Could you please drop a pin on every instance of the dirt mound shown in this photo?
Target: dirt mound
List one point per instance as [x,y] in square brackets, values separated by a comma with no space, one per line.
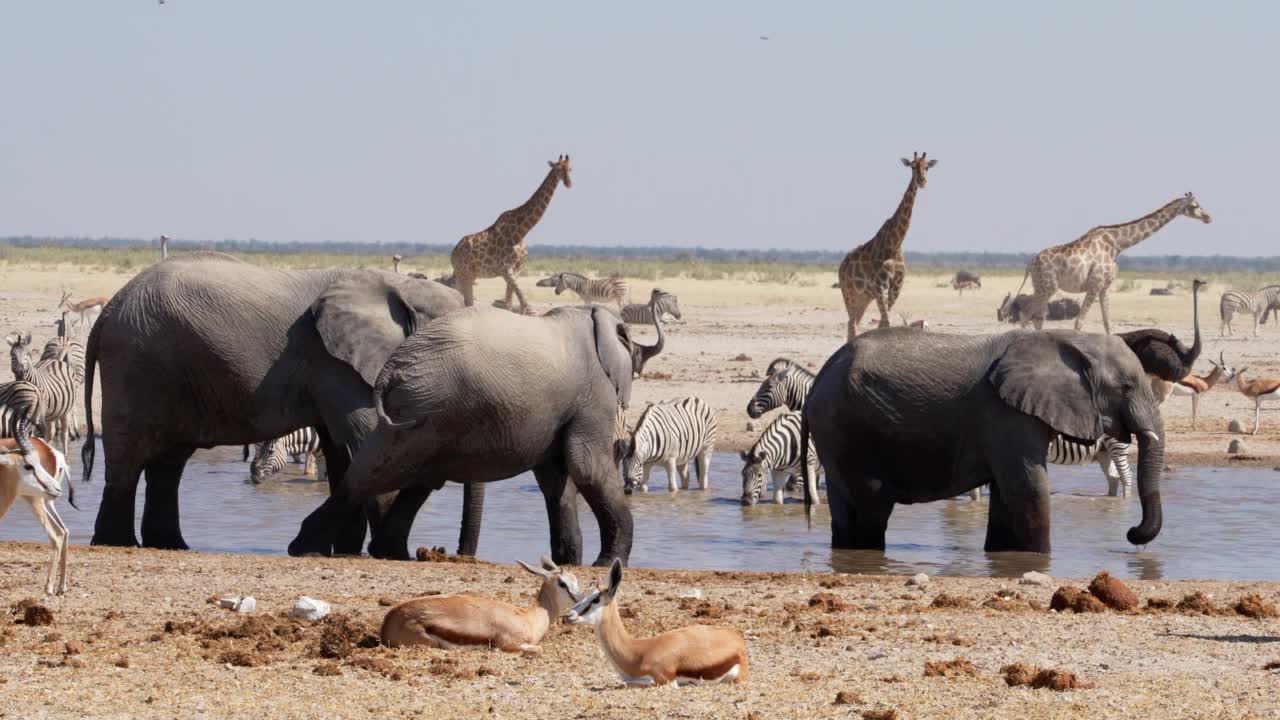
[947,601]
[1256,606]
[1112,592]
[956,668]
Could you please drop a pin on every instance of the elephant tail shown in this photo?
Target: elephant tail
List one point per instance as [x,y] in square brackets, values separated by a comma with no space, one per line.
[804,466]
[384,420]
[90,449]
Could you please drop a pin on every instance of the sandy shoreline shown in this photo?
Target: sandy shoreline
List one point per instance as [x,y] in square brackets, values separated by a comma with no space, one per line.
[869,638]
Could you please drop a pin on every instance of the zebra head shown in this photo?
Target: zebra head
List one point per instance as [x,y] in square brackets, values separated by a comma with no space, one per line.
[754,478]
[268,460]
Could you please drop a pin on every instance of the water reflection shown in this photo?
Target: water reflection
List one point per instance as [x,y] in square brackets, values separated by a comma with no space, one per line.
[1219,523]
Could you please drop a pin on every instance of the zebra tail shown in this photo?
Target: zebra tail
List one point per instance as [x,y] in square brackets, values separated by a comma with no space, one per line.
[804,468]
[88,450]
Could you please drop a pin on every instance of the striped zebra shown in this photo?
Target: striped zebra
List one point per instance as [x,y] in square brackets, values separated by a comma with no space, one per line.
[301,446]
[786,384]
[1258,304]
[1110,454]
[776,454]
[19,401]
[672,434]
[590,290]
[666,304]
[55,383]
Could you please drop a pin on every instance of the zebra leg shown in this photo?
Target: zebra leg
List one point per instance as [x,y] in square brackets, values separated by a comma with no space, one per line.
[160,524]
[561,499]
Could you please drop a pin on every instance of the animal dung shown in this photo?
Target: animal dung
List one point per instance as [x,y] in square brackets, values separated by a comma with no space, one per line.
[309,609]
[238,604]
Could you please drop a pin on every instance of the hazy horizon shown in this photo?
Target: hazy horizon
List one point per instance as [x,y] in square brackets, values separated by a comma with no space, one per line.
[398,122]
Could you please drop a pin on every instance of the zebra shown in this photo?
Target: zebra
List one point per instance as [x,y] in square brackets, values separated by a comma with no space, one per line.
[301,446]
[590,290]
[776,452]
[672,433]
[1110,454]
[664,302]
[786,384]
[55,382]
[1260,304]
[65,349]
[19,402]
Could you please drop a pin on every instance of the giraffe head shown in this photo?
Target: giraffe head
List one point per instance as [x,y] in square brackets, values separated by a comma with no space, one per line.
[1192,209]
[562,168]
[919,168]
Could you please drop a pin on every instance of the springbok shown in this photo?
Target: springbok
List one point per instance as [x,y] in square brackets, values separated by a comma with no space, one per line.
[1260,390]
[449,620]
[87,309]
[686,656]
[1193,386]
[33,470]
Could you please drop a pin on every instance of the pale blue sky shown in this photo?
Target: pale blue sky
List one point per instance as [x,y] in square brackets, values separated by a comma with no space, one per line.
[420,122]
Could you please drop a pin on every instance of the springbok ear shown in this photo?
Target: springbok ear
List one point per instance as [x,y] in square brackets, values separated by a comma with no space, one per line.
[538,572]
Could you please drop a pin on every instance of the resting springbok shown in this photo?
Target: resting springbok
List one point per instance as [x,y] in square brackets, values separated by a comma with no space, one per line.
[1260,390]
[87,309]
[451,620]
[31,469]
[1196,384]
[686,656]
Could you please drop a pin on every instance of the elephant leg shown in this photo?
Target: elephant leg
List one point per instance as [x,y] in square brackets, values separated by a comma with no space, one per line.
[115,514]
[389,533]
[561,500]
[1019,509]
[160,524]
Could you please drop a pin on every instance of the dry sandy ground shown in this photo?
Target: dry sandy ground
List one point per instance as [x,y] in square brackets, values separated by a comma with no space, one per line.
[725,320]
[868,638]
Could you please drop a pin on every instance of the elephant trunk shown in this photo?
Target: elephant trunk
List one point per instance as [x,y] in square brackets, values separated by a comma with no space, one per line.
[1151,463]
[472,509]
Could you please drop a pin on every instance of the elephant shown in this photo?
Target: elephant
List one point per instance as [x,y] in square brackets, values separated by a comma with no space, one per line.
[483,395]
[901,417]
[206,350]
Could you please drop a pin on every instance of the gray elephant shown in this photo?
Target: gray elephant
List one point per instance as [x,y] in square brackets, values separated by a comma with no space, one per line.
[901,417]
[483,395]
[206,350]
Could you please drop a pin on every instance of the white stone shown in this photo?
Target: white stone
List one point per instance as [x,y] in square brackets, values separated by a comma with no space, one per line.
[309,609]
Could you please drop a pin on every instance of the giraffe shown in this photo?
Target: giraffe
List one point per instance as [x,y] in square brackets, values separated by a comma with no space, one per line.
[499,250]
[1088,263]
[874,269]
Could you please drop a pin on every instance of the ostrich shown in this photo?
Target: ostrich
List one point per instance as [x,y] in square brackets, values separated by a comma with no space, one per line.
[1160,352]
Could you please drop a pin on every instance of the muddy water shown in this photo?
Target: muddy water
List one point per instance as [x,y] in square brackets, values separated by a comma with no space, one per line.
[1219,523]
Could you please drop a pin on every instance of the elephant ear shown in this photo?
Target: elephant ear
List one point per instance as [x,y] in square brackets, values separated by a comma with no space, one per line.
[1050,377]
[364,317]
[612,347]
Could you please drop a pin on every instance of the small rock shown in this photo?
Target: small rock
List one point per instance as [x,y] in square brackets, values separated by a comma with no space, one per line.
[238,604]
[1033,578]
[309,609]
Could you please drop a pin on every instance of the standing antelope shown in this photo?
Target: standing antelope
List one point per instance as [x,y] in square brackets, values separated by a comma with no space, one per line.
[590,290]
[1261,390]
[1196,384]
[87,309]
[449,620]
[686,656]
[31,469]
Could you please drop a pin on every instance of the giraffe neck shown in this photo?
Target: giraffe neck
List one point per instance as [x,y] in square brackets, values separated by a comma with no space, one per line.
[1132,233]
[888,241]
[528,214]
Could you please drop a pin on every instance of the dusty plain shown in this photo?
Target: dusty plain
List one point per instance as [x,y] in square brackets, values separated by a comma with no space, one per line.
[135,636]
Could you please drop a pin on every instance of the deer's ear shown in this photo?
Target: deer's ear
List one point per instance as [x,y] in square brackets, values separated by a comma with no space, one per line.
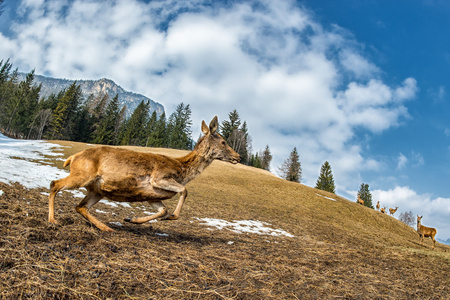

* * * * *

> _Task_
Identify every line in the material above that contains the string "zebra", and copy each such line in full. Matching is case-sensitive.

> _Output of the task_
Could you please drop a pin on every instance of the zebra head shown in this photo?
Target: zebra head
Could you please drop a pin on every instance of the zebra tail shown in this photo?
Target: zebra tail
Could you please drop a pin on every instance of the striped zebra shown in this photo?
Target: striped zebra
Could you please drop a pin on every instance of the zebra leg shown in this photo?
Target: zebra leg
Could you please drop a pin on every instance of the zebra shown in this photo?
Target: zebra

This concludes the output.